Article:
☆ ☆ ☆ ☆

52. Mr Aaronson also sought to derive support from the Human Rights Act 1998 and from the European Convention on Human Rights for his contention that the non-discrimination article, in the particular application of it which he relies on here, is incorporated into domestic law. I do not accept his arguments in this respect either. He points out, no doubt correctly, that a right under national law to a tax benefit can be a ‘possession’ protected by article 1 of the First Protocol to the Convention. However, in my view that article cannot be prayed in aid in order to establish the existence of such a right under national law. If the right exists, then I would accept that under article 1 the taxpayer is entitled to peaceful possession of it and is not to be arbitrarily deprived of it. In this case, however, the question is whether the right which the claimants assert does or does not exist under national law (ie under domestic United Kingdom tax law). If, absent the Human Rights Act and the Convention, it would not exist under national law, then, present the Human Rights Act and the Convention, it still does not exist under national law. The Act and the Convention may create some rights which would not exist without them, but a right in United Kingdom subsidiaries of overseas parent companies to make group income elections is not one of them. (For completeness I mention that there is any event a major argument that the Human Rights Act could not operate retrospectively to create rights taken to have subsisted under United Kingdom law at times before the Convention became part of the law of England and Wales.)

53. Also in the context of the Convention Mr Aaronson drew my attention to the recent decision of the European court of Human Rights in SA Dangeville v France, reported at, among other places, [2003] STC 771. It is an interesting and potentially important case, and it may show a trend towards greater involvement of the Convention jurisprudence in tax law and procedure. Nevertheless, I cannot see anything in it which is of assistance on the question which I have to decide in this case, and I will not take time to discuss it further.

54. I have nothing more to say on the issue of whether the non-discrimination article, so far as it has the effect sought to be relied on by the claimants in this case, is or is not incorporated into United Kingdom domestic law. In my view it is not, and therefore the claim for restitution for infringement of the article fails in any event.

Issues relating to remedies if the non-discrimination article had in relevant respects been incorporated into United Kingdom domestic law

55. If I had taken the view that the article was incorporated into United Kingdom domestic law a number of issues concerning remedies, the quantum of restitution, and limitation of actions would have arisen. They were fully argued before me. I am not going to go into them at length, given that on the basis of what I have decided so far they do not arise, but I do think that I should describe what they were and in some respects make a few comments about them.

56. I should first record one point which Mr Glick made clear on behalf of the Revenue. In most cases where a taxpayer contends that the tax treatment which the Revenue seeks to apply to it is in breach of its rights under a double taxation agreement the taxpayer’s remedy is to appeal against a tax assessment or against the refusal of a claim and to have the issue decided within the recognised statutory machinery for resolution of appeals, beginning with a hearing before the Special or General Commissioners. (In cases of a sophistication such as those covered by the present GLO it would almost certainly be the Special Commissioners.) The Revenue’s position is that, if a taxpayer could sensibly have raised its argument challenging the tax treatment by way of appeal to the Commissioners, it cannot instead bring a claim for compensation or restitution in the High court: if it attempted to do that the Revenue would say that the High Court should strike the claim out on the ground that the proper procedure was for the taxpayer to pursue its statutory remedy by way of appeal. The Revenue has not pressed that argument in this particular case. I am not sure exactly why not, but two possible explanations occur to me, either of which seems satisfactory.

☆ ☆ ☆ ☆

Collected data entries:
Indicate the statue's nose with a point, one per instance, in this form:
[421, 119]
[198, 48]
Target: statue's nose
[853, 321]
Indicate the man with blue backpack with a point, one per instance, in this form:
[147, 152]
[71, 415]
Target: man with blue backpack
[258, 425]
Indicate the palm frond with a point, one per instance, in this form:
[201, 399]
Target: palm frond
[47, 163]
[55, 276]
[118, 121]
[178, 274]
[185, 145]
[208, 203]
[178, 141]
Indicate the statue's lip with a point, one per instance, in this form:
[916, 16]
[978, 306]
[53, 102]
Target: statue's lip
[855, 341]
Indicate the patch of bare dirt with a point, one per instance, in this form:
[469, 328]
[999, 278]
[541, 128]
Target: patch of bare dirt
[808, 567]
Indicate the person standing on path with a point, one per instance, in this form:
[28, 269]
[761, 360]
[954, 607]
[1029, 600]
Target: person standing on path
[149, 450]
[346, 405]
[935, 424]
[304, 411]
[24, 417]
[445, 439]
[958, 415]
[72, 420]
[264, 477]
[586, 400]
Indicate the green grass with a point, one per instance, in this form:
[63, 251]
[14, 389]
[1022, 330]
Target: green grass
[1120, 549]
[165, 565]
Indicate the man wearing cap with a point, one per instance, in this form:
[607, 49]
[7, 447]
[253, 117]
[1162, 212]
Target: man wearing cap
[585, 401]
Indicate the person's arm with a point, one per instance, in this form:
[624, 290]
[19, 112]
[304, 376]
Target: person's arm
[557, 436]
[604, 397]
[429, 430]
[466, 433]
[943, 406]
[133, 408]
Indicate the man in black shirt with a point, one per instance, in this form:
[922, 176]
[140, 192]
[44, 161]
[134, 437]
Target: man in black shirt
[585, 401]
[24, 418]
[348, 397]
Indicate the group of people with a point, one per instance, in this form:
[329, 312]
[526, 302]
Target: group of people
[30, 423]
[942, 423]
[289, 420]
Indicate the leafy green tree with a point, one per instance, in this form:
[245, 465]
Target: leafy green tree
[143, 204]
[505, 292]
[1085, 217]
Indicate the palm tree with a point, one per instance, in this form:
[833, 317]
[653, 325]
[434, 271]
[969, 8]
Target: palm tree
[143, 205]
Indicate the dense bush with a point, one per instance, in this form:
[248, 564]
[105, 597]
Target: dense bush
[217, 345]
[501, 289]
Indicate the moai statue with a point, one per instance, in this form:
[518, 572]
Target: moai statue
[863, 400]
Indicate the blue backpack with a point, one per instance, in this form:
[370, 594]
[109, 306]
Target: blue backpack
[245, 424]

☆ ☆ ☆ ☆

Work to complete:
1. In the judgment on the non-discrimination article, which issues does paragraph 55 say would have arisen had the article been incorporated into United Kingdom domestic law?
2. Carry on the judgment on the non-discrimination article from its final sentence, in the same style.

Results:
1. Remedies, the quantum of restitution, and limitation of actions.

2.
i) The relief which the claimants want is to recover the ACT which they would not have had to pay if they had make group income elections which the Revenue accepted. But in reality, if they had made elections, the Revenue would not have accepted them, and the result would have been that, even if it eventually turned out that the Revenue ought to have accepted the elections, the ACT continued to be payable on all dividends paid in the meantime. Further, the ACT paid on such dividends would not have been repayable when eventually it was established that the elections should have been accepted: the consequences of that being established would only affect dividends paid thereafter. I explained all this in paragraph 21 of my judgment in the DMG case. So for the claimants to have appealed to the Special Commissioners over the rejection by the Revenue of their argument about the non-discrimination article would not have prevented them from still having to pay the ACT. The appeal process would not have been an adequate remedy.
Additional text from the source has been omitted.